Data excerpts

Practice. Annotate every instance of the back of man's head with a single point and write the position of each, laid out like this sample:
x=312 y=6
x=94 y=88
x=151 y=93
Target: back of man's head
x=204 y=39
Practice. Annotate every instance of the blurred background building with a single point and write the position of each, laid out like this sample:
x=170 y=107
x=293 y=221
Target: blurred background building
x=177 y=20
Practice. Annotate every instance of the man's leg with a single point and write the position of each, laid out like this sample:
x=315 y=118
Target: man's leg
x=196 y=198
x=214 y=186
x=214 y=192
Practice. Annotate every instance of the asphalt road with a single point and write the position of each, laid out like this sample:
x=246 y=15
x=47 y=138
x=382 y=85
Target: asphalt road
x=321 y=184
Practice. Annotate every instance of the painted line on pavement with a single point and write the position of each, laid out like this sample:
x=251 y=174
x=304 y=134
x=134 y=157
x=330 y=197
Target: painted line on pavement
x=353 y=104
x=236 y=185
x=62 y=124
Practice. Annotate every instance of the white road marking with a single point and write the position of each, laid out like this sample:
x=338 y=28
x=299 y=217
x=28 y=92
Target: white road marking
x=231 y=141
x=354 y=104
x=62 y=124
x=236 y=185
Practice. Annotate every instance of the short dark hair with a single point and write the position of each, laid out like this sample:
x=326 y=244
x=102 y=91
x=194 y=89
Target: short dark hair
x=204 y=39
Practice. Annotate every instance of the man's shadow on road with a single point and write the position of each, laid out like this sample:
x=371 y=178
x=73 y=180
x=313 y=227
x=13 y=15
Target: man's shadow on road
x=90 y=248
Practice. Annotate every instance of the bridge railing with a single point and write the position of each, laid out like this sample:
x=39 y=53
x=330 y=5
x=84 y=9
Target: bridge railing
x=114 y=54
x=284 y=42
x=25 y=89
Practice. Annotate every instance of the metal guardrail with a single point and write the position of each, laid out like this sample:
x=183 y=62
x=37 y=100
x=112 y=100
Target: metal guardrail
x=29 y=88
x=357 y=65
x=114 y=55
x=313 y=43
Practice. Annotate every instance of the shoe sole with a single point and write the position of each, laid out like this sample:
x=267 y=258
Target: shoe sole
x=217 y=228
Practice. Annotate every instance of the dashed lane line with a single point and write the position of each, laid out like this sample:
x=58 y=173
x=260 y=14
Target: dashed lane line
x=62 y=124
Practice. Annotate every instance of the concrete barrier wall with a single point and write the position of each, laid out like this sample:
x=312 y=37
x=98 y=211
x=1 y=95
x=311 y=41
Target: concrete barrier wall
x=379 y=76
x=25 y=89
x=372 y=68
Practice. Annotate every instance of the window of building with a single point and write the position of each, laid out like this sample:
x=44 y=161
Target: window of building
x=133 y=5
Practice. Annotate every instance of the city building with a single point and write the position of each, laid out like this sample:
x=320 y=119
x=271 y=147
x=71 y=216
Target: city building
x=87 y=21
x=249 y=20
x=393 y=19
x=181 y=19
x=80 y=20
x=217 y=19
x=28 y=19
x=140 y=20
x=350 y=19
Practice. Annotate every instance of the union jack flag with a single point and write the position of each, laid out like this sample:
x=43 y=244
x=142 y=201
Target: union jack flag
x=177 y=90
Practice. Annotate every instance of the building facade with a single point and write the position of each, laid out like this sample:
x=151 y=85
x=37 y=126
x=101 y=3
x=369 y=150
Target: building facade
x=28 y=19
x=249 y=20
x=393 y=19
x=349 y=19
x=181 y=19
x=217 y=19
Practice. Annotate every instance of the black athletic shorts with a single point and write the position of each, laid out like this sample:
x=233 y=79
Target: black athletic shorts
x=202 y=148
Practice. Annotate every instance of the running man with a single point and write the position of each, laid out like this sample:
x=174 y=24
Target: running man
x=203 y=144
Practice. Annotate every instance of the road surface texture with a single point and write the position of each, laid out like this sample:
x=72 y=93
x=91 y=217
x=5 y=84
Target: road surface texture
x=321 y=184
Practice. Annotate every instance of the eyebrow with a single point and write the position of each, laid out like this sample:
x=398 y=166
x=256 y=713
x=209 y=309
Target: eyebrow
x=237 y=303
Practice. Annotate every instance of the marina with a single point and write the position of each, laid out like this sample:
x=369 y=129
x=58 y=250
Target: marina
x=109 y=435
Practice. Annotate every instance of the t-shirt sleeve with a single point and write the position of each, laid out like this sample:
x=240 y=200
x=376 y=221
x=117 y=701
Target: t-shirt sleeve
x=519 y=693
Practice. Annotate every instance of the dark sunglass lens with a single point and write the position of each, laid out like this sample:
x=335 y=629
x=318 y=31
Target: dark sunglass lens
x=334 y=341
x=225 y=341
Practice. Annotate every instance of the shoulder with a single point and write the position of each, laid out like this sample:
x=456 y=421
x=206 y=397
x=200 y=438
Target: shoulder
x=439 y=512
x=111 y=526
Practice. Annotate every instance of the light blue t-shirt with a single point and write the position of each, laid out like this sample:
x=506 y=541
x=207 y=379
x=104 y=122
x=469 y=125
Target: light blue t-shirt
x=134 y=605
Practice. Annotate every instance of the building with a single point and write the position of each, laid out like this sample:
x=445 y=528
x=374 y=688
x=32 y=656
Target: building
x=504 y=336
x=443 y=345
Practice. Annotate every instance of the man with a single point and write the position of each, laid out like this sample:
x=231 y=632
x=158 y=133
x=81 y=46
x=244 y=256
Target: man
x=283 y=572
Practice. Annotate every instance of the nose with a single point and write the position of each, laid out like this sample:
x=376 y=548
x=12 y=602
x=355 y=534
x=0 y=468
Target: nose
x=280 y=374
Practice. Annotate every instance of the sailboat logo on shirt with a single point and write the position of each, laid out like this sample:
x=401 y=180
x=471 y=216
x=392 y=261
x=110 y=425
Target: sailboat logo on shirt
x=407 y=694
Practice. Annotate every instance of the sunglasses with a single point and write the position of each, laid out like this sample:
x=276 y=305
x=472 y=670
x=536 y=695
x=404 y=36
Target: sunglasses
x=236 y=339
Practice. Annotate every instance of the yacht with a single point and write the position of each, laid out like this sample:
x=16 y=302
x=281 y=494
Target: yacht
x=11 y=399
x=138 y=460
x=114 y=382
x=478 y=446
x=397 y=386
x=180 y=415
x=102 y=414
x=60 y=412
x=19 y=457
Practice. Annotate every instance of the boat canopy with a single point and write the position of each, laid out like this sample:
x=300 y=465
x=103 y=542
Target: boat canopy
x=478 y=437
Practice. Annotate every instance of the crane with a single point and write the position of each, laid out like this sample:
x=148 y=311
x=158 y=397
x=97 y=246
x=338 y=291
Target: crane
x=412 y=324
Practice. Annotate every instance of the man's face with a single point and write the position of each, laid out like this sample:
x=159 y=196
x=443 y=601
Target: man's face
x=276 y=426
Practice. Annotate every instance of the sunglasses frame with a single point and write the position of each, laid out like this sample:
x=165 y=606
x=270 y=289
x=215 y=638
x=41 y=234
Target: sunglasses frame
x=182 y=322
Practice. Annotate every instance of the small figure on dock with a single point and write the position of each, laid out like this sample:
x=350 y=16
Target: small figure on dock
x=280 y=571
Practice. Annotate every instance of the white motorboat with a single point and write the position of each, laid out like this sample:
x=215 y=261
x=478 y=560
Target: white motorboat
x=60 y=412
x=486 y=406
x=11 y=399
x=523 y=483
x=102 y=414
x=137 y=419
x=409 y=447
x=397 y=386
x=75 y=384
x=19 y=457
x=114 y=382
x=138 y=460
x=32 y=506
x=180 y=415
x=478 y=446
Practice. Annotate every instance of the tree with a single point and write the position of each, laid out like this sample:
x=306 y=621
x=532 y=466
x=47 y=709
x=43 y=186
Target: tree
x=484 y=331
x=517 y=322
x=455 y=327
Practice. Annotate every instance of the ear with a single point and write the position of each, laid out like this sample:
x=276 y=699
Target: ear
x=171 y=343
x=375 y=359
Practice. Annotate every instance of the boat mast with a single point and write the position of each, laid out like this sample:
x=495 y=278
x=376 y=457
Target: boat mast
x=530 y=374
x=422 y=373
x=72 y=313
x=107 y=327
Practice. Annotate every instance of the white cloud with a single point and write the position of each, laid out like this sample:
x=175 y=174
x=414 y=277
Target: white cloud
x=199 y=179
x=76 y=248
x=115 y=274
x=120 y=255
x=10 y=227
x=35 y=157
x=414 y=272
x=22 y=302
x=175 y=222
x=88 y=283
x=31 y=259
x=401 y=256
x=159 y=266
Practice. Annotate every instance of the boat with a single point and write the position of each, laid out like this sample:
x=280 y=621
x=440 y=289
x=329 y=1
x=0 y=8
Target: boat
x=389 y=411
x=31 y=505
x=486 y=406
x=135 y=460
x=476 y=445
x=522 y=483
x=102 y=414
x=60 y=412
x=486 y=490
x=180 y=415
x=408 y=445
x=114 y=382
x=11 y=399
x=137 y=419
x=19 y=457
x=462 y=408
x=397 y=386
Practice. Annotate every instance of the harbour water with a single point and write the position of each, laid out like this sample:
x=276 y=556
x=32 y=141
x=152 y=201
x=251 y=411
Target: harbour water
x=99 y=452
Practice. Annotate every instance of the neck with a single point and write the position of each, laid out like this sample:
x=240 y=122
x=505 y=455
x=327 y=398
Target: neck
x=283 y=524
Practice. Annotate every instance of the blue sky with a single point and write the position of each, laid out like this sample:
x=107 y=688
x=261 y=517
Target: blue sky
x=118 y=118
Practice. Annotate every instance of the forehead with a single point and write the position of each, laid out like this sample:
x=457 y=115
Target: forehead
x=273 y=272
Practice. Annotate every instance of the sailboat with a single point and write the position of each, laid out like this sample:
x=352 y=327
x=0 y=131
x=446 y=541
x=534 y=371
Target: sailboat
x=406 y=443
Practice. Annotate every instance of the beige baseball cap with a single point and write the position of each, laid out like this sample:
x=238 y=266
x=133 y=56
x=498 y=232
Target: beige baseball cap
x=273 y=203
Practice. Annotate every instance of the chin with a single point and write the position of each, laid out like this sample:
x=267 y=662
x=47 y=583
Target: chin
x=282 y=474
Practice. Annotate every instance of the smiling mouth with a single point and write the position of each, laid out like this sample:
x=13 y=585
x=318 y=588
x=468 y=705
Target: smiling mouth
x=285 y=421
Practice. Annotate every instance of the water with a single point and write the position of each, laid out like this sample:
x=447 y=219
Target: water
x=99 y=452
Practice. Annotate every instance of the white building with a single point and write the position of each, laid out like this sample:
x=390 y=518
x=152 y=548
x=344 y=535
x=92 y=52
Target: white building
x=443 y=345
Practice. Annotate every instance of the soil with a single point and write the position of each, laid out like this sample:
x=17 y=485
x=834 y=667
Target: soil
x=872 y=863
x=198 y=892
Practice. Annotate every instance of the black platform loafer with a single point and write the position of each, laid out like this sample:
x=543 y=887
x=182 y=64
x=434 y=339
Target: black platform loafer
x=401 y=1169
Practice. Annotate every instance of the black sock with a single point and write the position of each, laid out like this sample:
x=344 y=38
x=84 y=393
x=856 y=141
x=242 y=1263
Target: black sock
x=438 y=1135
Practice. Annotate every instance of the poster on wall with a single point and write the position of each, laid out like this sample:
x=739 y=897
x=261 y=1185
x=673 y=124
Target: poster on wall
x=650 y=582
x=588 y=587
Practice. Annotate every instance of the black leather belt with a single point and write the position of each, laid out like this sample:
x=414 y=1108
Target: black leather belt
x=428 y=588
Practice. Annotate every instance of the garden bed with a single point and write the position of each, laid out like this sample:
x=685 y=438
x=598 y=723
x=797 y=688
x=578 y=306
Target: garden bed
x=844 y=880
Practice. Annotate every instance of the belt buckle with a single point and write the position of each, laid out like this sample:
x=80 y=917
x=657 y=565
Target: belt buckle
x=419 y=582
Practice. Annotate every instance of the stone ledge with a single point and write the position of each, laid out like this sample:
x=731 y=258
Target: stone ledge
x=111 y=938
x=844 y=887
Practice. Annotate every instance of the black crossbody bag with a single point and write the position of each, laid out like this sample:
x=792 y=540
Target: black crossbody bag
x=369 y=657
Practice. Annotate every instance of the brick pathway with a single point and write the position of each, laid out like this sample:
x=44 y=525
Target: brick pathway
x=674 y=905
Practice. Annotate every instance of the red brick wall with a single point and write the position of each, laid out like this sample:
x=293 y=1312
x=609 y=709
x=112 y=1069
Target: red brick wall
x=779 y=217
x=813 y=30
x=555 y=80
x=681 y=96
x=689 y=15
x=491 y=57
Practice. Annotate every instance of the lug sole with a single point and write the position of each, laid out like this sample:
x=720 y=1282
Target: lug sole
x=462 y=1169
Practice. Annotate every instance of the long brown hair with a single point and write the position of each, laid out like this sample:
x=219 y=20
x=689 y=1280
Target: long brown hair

(Task requirements) Look for the string "long" in the records, and copy every line where it is found.

(Task result)
Practice. Annotate every instance of the long brown hair with a single point and write the position of each, laid out like this sample:
Target: long brown hair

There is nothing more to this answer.